┌─ BRANO FORNITO
I leader di allora seppero riconoscere una verità comune: che non ci poteva essere vero sviluppo se non riguardava tutto il Paese.
Se non si ricucivano le ferite. Se non si sanavano le fratture. Se non si provava davvero a “unire l’Italia”.
Ci provarono, e in parte ci riuscirono. Come qui.
Il Mezzogiorno in quegli anni partecipò e fu protagonista dello sviluppo che trasformò l’Italia in una grande potenza economica e industriale.
Questa è la lezione di cui abbiamo bisogno oggi.
***
Oggi la guerra si proietta ai nostri confini.
Il terrore colpisce le nostre città e anche da qui la mia e nostra solidarietà e vicinanza a Parigi e ai francesi.
Buon Voto, e che oggi sia una domenica di forza della democrazia. Dicevo, la guerra ai nostri confini.
E la morte nel cuore del Mediterraneo.
└─
┌─ ESTRATTO DEI DATI
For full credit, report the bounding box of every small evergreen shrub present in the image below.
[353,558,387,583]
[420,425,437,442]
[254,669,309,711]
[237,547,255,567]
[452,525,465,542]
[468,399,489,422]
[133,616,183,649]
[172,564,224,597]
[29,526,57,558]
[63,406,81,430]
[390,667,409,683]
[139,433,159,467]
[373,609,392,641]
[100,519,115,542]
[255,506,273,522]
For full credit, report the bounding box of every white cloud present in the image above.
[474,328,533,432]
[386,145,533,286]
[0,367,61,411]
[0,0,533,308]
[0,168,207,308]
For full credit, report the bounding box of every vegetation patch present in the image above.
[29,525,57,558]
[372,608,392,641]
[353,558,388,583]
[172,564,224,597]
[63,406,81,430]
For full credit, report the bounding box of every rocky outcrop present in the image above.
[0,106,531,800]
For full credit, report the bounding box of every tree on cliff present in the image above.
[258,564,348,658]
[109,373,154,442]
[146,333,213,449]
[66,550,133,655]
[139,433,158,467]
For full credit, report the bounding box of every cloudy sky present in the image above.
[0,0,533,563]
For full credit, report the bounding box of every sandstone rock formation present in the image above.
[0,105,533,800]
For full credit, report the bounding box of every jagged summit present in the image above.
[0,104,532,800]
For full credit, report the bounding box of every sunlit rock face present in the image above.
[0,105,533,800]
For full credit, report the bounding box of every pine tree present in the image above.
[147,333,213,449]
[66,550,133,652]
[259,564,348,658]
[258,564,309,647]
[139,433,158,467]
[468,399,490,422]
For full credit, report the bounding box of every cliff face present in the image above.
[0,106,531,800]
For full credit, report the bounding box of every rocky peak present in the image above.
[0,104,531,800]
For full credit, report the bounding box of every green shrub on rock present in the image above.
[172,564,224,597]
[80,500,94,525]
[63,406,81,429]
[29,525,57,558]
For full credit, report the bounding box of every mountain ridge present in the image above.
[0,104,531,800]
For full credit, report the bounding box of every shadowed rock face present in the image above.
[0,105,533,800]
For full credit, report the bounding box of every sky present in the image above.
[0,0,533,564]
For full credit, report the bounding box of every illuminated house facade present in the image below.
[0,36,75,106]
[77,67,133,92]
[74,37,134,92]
└─
### IL PROBLEMA
Prosegui il brano sul Mezzogiorno e sull'unità del Paese a partire dal punto in cui si ferma. Questi dati sono materiale a sé, separato dal brano.

### RISPOSTA ALL'ESERCIZIO
Ho pensato che ci sono mondi, in questo mondo, di cui non sappiamo nulla.
Mondi che abbiamo smesso di incontrare, conoscere, cercare.
È come se nelle nostre società si fossero aperti degli abissi, scavati da divari economici, sociali, territoriali sempre più profondi.
Come se vivessimo in universi paralleli.
Accade nella società.
E accade nella politica.
Penso alla distanza tra centro e periferie, alla frattura tra città e campagne. Divari che stanno mettendo a rischio la democrazia.
Che hanno stravolto la geografia elettorale, penso alla Brexit, alla vittoria di Trump, al referendum in Turchia.
Ho accennato al voto francese.
Diciamoci la verità, se vincesse il Front Nazional per l’Europa si aprirebbe un tempo buio.
Il cammino comune che ha portato a settant’anni di pace e benessere, all’esperimento di democrazia più avanzato al mondo, rischierebbe di interrompersi.
E l’Unione di dissolversi.
Rischiamo di fermarci quando attorno a noi il mondo si muove, e non nella giusta direzione.
Le minacce di conflitti nucleari, la legalità internazionale come carta straccia.
I crimini contro l’umanità in Siria.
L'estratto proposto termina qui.